SHORT EXERCISE
Copy the lines from the one containing "Wildlife-tally request: point out every instance of the concrete" up to and including the last line, swapping "bench leg" for "bench support" and changing nothing else. Leave the pictures out.

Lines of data
════

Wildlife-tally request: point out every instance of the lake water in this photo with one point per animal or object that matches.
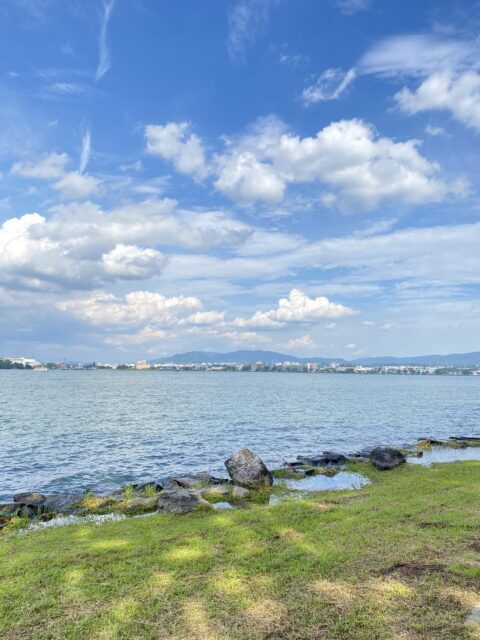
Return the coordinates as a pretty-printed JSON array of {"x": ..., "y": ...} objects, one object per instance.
[{"x": 74, "y": 430}]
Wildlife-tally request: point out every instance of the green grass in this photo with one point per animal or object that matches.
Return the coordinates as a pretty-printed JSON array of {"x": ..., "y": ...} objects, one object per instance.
[{"x": 397, "y": 560}]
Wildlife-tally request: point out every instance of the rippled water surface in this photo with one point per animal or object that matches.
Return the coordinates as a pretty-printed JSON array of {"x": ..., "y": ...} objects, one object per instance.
[{"x": 100, "y": 429}]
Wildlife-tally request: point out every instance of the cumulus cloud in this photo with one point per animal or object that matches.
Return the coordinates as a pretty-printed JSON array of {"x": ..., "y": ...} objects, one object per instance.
[
  {"x": 354, "y": 167},
  {"x": 175, "y": 143},
  {"x": 76, "y": 186},
  {"x": 448, "y": 70},
  {"x": 330, "y": 85},
  {"x": 135, "y": 308},
  {"x": 82, "y": 246},
  {"x": 448, "y": 91},
  {"x": 298, "y": 307}
]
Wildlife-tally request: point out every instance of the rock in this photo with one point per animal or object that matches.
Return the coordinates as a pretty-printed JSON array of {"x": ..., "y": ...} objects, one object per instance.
[
  {"x": 215, "y": 490},
  {"x": 323, "y": 460},
  {"x": 181, "y": 501},
  {"x": 139, "y": 505},
  {"x": 65, "y": 503},
  {"x": 385, "y": 458},
  {"x": 240, "y": 492},
  {"x": 30, "y": 499},
  {"x": 247, "y": 470},
  {"x": 192, "y": 481},
  {"x": 143, "y": 486}
]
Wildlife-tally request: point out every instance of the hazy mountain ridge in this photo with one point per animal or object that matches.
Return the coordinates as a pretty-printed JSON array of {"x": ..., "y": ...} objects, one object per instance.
[{"x": 270, "y": 357}]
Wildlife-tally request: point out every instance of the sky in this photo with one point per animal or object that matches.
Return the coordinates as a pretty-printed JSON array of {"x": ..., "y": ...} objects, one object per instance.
[{"x": 289, "y": 175}]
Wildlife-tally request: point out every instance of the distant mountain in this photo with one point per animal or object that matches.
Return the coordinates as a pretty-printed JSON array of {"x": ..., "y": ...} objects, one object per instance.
[
  {"x": 270, "y": 357},
  {"x": 236, "y": 357}
]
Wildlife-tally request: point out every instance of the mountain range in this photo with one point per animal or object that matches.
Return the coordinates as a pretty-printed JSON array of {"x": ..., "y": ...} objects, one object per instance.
[{"x": 270, "y": 357}]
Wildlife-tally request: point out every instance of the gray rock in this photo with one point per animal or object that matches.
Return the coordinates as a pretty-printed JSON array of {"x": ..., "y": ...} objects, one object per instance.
[
  {"x": 191, "y": 481},
  {"x": 240, "y": 492},
  {"x": 181, "y": 501},
  {"x": 215, "y": 490},
  {"x": 327, "y": 458},
  {"x": 66, "y": 503},
  {"x": 30, "y": 499},
  {"x": 139, "y": 505},
  {"x": 142, "y": 486},
  {"x": 247, "y": 470},
  {"x": 385, "y": 458}
]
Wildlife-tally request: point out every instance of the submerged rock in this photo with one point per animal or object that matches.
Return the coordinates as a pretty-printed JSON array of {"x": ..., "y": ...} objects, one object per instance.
[
  {"x": 241, "y": 492},
  {"x": 215, "y": 490},
  {"x": 326, "y": 458},
  {"x": 386, "y": 458},
  {"x": 30, "y": 499},
  {"x": 64, "y": 503},
  {"x": 247, "y": 470},
  {"x": 181, "y": 501}
]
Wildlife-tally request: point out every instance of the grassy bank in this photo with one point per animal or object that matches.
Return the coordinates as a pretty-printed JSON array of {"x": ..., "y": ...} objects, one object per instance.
[{"x": 399, "y": 559}]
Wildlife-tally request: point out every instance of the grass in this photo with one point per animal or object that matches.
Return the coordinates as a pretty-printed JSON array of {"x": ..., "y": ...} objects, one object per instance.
[{"x": 399, "y": 559}]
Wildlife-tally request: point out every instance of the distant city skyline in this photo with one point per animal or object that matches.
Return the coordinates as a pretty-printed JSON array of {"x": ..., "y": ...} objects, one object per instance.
[{"x": 299, "y": 177}]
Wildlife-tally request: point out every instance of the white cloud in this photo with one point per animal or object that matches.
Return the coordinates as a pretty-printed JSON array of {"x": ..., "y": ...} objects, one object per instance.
[
  {"x": 76, "y": 186},
  {"x": 175, "y": 143},
  {"x": 131, "y": 262},
  {"x": 298, "y": 307},
  {"x": 134, "y": 309},
  {"x": 457, "y": 93},
  {"x": 331, "y": 85},
  {"x": 417, "y": 55},
  {"x": 246, "y": 22},
  {"x": 104, "y": 59},
  {"x": 302, "y": 342},
  {"x": 434, "y": 131},
  {"x": 49, "y": 167},
  {"x": 356, "y": 167}
]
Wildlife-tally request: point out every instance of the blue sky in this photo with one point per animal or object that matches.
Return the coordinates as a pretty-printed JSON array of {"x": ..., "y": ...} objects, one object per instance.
[{"x": 295, "y": 176}]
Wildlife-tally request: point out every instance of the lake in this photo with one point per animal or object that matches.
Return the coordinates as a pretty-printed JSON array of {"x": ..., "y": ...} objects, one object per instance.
[{"x": 75, "y": 430}]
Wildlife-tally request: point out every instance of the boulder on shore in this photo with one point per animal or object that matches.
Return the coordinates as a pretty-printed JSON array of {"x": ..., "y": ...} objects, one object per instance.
[
  {"x": 386, "y": 458},
  {"x": 323, "y": 460},
  {"x": 181, "y": 501},
  {"x": 247, "y": 470},
  {"x": 240, "y": 492}
]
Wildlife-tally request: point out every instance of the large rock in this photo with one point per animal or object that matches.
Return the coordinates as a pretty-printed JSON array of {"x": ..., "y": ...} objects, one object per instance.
[
  {"x": 247, "y": 470},
  {"x": 327, "y": 458},
  {"x": 30, "y": 499},
  {"x": 385, "y": 458},
  {"x": 181, "y": 501}
]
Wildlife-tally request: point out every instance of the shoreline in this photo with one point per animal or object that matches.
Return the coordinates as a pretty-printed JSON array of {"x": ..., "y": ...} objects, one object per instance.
[{"x": 142, "y": 497}]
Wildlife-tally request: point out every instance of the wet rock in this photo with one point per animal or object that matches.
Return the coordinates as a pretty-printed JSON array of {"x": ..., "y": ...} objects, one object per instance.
[
  {"x": 191, "y": 481},
  {"x": 215, "y": 490},
  {"x": 139, "y": 505},
  {"x": 30, "y": 499},
  {"x": 247, "y": 470},
  {"x": 141, "y": 487},
  {"x": 181, "y": 501},
  {"x": 65, "y": 503},
  {"x": 9, "y": 509},
  {"x": 386, "y": 458},
  {"x": 327, "y": 458},
  {"x": 241, "y": 492}
]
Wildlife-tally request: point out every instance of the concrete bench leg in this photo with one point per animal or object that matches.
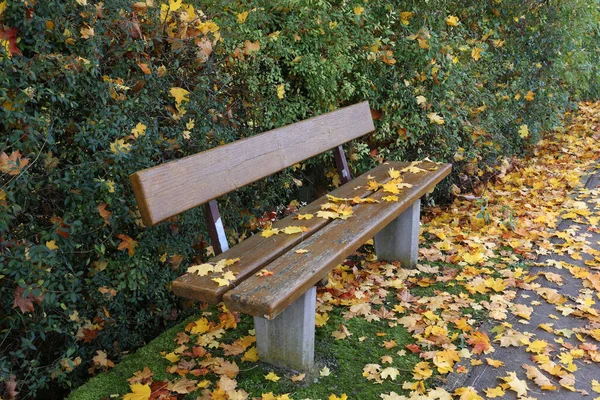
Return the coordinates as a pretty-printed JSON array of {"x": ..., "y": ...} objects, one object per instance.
[
  {"x": 288, "y": 340},
  {"x": 399, "y": 240}
]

════

THE OUTPUT
Wildlife-tally request: point out every instance of the concrete bench support in this photo with one point per animal or object that matches.
Return the coordinates as a pretty-printed JSON array of {"x": ..., "y": ...} objects, one object per instance.
[
  {"x": 288, "y": 340},
  {"x": 399, "y": 240}
]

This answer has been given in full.